● Yazılı Görev a
Kayıtlarda "Q: Locate the white sock" ifadesinin geçtiği satırdan başlayıp kayıtların sonuna kadar, son satır da dahil olmak üzere, yalnızca bu satırları bir Markdown tablosu olarak veriniz. Boş satırları atlayınız ve sütunları "Satır No" ile "Satır" diye adlandırınız.

22 Mart 2009 Pazar

Okuduğumuzu anladık mı?




(foto:"the little riding hood")

***

Yıllar boyunca pastel resimlerle dolu o hayat bilgisi kitabında yer alan okuma parçalarının ardından bize sorulan o malum, alaycı soru: "Okudunuğunuzu anladınız mı?... ve bu soruyla büyüyen bir çocukluk geliyor aklıma...

Okuduğumuzu anlamadıysak bu bizim birer kaskafa olduğumuz anlamına mı gelir?
Kabul etmek gerek ki alaycı, küçümseyen bir hava yaratıyor bu soru zihinlerde. Özellikle Gelişme çağında, hayata herşeyi merak eden iki gözle bakarken bu sorunun anlatmak istedikleri es geçiliyor... Belki de uzun süreler okuduğumuzu anlamadık. Ne var ki "çocukluk hikayeleri"nin gerçek hayattaki uyarlamalarını göz ardı etmek mümkün değil. Hayat, adeta okuduklarımızı bize sonradan anlatıyor... Nasıl mı?

***

Uyku öncesi ebeveynlerimizden dinlediğimiz masalların o kadar da masum, gerçek hayattan o kadar da uzak olmadığını fark ediyor insan. 'Yeni-yetme kırmızı başlıklı kız'daki "kırmızı" nın cinsellik dürtülerini, avcı'nın babayı, anne'nin süper-ego'yu, kurdunsa erkekleri temsil ettiği anlaşılıyor.

● Verilen Bilgiler
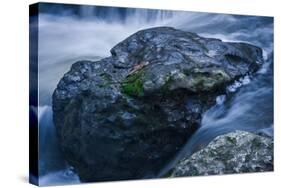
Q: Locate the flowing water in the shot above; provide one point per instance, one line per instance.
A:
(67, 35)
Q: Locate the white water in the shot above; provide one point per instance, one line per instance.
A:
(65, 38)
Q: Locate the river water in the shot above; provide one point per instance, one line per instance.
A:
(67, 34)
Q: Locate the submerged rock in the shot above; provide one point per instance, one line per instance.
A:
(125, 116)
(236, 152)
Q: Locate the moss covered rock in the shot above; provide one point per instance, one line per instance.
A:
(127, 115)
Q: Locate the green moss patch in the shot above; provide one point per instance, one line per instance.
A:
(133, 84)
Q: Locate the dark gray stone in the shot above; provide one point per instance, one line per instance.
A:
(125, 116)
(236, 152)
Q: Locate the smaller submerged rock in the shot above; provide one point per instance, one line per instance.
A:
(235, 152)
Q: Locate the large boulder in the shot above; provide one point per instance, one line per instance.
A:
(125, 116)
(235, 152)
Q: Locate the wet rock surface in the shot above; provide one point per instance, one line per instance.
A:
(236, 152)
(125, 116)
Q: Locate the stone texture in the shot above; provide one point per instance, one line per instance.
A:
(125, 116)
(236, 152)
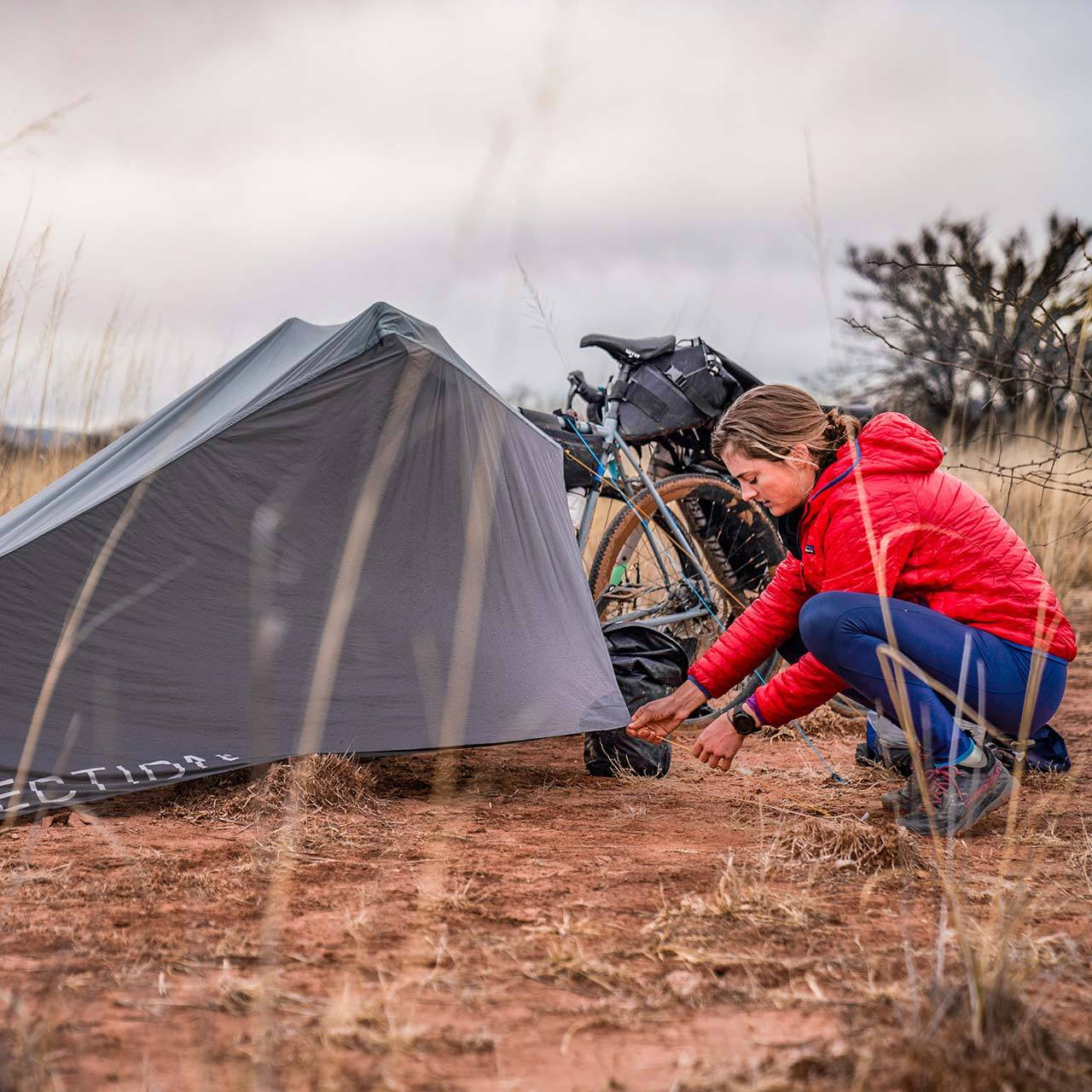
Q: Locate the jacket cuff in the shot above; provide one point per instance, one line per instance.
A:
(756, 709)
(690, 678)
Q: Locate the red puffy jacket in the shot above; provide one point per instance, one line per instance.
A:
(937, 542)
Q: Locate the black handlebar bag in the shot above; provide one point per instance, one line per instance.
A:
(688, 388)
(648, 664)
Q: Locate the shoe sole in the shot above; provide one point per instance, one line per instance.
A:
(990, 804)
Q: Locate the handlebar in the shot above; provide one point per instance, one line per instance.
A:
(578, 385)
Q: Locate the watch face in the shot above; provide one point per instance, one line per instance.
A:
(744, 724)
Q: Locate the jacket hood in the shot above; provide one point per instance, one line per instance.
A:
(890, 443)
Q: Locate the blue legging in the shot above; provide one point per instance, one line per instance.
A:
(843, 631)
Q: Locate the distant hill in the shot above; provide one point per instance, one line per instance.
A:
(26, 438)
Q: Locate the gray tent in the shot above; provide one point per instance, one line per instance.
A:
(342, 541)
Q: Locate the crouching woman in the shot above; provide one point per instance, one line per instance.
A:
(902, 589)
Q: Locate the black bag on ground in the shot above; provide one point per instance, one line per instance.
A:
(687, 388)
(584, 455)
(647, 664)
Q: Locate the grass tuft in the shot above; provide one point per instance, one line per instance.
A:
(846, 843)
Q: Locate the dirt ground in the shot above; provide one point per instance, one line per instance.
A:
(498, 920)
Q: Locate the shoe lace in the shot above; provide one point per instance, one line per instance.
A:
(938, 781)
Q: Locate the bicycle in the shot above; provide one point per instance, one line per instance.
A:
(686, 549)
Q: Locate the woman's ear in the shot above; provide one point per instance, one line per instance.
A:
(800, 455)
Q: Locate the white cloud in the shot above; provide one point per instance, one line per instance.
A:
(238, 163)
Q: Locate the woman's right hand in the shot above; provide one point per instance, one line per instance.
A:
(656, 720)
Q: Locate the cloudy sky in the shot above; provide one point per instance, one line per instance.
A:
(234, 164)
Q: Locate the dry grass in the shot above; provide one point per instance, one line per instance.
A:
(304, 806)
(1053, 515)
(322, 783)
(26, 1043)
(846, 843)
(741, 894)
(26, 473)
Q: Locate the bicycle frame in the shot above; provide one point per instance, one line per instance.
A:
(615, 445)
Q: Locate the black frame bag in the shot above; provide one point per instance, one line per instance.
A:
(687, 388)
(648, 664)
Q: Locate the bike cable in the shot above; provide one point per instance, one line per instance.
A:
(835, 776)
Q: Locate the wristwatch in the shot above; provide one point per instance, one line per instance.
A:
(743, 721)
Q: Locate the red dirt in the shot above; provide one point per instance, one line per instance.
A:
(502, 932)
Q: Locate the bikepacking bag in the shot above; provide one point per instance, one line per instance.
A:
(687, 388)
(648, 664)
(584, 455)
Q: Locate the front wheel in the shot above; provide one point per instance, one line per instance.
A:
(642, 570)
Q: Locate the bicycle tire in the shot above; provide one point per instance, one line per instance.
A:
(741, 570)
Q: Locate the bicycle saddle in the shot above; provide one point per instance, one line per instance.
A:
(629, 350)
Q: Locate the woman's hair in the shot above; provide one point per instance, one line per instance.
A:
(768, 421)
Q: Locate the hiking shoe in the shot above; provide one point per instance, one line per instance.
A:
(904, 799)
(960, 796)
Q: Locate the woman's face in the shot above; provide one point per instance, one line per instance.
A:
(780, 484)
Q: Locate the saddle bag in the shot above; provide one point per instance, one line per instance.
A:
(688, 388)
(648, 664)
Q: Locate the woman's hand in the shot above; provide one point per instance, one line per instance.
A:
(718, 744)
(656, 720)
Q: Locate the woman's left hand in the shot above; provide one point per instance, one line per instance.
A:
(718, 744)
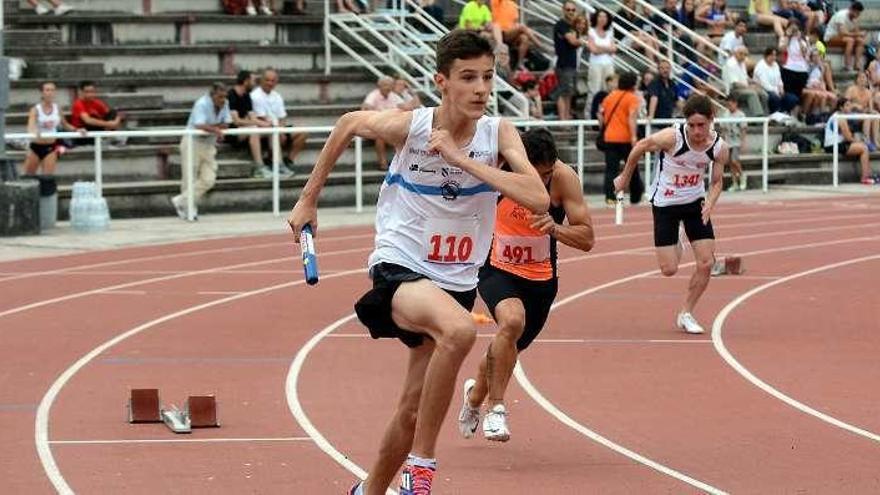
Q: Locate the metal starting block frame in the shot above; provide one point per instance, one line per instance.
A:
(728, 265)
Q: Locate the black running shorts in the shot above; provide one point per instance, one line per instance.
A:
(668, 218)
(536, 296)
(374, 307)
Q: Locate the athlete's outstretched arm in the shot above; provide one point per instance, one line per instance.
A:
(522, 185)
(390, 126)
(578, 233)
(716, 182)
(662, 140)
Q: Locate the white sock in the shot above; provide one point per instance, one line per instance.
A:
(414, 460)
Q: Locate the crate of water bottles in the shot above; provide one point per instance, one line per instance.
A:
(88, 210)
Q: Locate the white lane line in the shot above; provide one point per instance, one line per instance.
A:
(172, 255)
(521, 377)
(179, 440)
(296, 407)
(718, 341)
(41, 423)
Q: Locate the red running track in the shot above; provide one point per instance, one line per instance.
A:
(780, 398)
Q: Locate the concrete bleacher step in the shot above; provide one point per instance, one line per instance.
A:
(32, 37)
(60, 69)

● Yazılı Görev b
"Okuduğumuzu anladık mı?" başlıklı yazıyı baştan sona eksiksiz ve harfi harfine çıkarınız.

● Tamamlanmış Cevap a
| Satır No | Satır |
|---|---|
| 1 | Q: Locate the white sock in the shot above; provide one point per instance, one line per instance. |
| 2 | A: |
| 3 | (414, 460) |
| 4 | Q: Locate the crate of water bottles in the shot above; provide one point per instance, one line per instance. |
| 5 | A: |
| 6 | (88, 210) |
| 7 | Q: Locate the white lane line in the shot above; provide one point per instance, one line per instance. |
| 8 | A: |
| 9 | (172, 255) |
| 10 | (521, 377) |
| 11 | (179, 440) |
| 12 | (296, 407) |
| 13 | (718, 341) |
| 14 | (41, 423) |
| 15 | Q: Locate the red running track in the shot above; provide one point per instance, one line per instance. |
| 16 | A: |
| 17 | (780, 398) |
| 18 | Q: Locate the concrete bleacher step in the shot above; provide one point per instance, one line per instance. |
| 19 | A: |
| 20 | (32, 37) |
| 21 | (60, 69) |

● Tamamlanmış Cevap b
22 Mart 2009 Pazar

Okuduğumuzu anladık mı?




(foto:"the little riding hood")

***

Yıllar boyunca pastel resimlerle dolu o hayat bilgisi kitabında yer alan okuma parçalarının ardından bize sorulan o malum, alaycı soru: "Okudunuğunuzu anladınız mı?... ve bu soruyla büyüyen bir çocukluk geliyor aklıma...

Okuduğumuzu anlamadıysak bu bizim birer kaskafa olduğumuz anlamına mı gelir?
Kabul etmek gerek ki alaycı, küçümseyen bir hava yaratıyor bu soru zihinlerde. Özellikle Gelişme çağında, hayata herşeyi merak eden iki gözle bakarken bu sorunun anlatmak istedikleri es geçiliyor... Belki de uzun süreler okuduğumuzu anlamadık. Ne var ki "çocukluk hikayeleri"nin gerçek hayattaki uyarlamalarını göz ardı etmek mümkün değil. Hayat, adeta okuduklarımızı bize sonradan anlatıyor... Nasıl mı?

***

Uyku öncesi ebeveynlerimizden dinlediğimiz masalların o kadar da masum, gerçek hayattan o kadar da uzak olmadığını fark ediyor insan. 'Yeni-yetme kırmızı başlıklı kız'daki "kırmızı" nın cinsellik dürtülerini, avcı'nın babayı, anne'nin süper-ego'yu, kurdunsa erkekleri temsil ettiği anlaşılıyor.